### [PASSAGE]
Quandaries: A bioethics column

Sibel Sayiner
Genaerrative
Published in
3 min readApr 20, 2017

When gene editing comes up at the dinner table, the cynic among the group is quick to invoke a well-known extreme: people editing human embryos for desirable superficial traits, like hair color or eyebrow shape, or, even more insidiously, “superficial” traits, like race or height. They might reference GATTACA or Vonnegut and talk of a world without difference or with reinforced superiority. Any sort of gene editing, they will argue, is an inevitable step to what is tantamount to a dystopia.

In this light, it is easy to see CRISPR as the gateway to this proposed world, to believe that an attempt to reduce genetic illness incidence is the harbinger of greater reductions of difference.

### [TASK INSTRUCTIONS]
How would the bioethics column on gene editing read if extended past its last sentence? Extend it from there.

### [DATA EXTRACT]

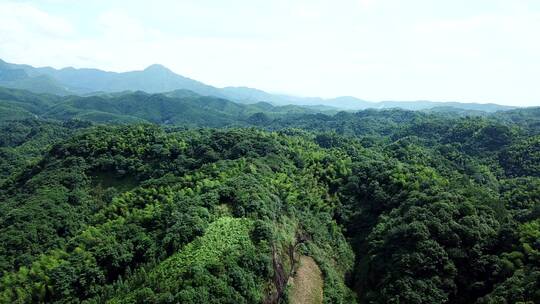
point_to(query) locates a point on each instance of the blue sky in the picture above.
(459, 50)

### [SOLVED PROBLEM]
Of course, biology is not so simple. Genetics is multi-factorial, dynamic, and occasionally contradictory. We continue to discover that things weren’t as straightforward as we first thought, and in reality, we often just get lucky. The transition from illness prevention to proactive trait selection is not going to happen over night. There will be years of research and mishaps and confusion before we get even close.

But it may well happen, at some point. Genetics as a field has moved incredibly quickly: the pace of DNA reading and production has followed Moore’s law, supercomputers are modeling DNA movement, and machine learning is helping us reveal patterns at unprecedented scale. It would be naive to imagine that this, human editing at whim, would be beyond our ability.

Which takes us to this column, Quandaries. A quandary is a difficult situation, coming from the Latin quando, meaning “when”. This is one of the cases where the etymology unlocks a critical meaning of the word. A situation often becomes difficult due to timing. It is a question of when that drives someone to be uncertain, to be cautious or to be brash. If you do not know when an urgent call will arrive, every decision that might make you unavailable is more costly. If you do not know when an arduous task will be due, you might find yourself anxious until it is complete.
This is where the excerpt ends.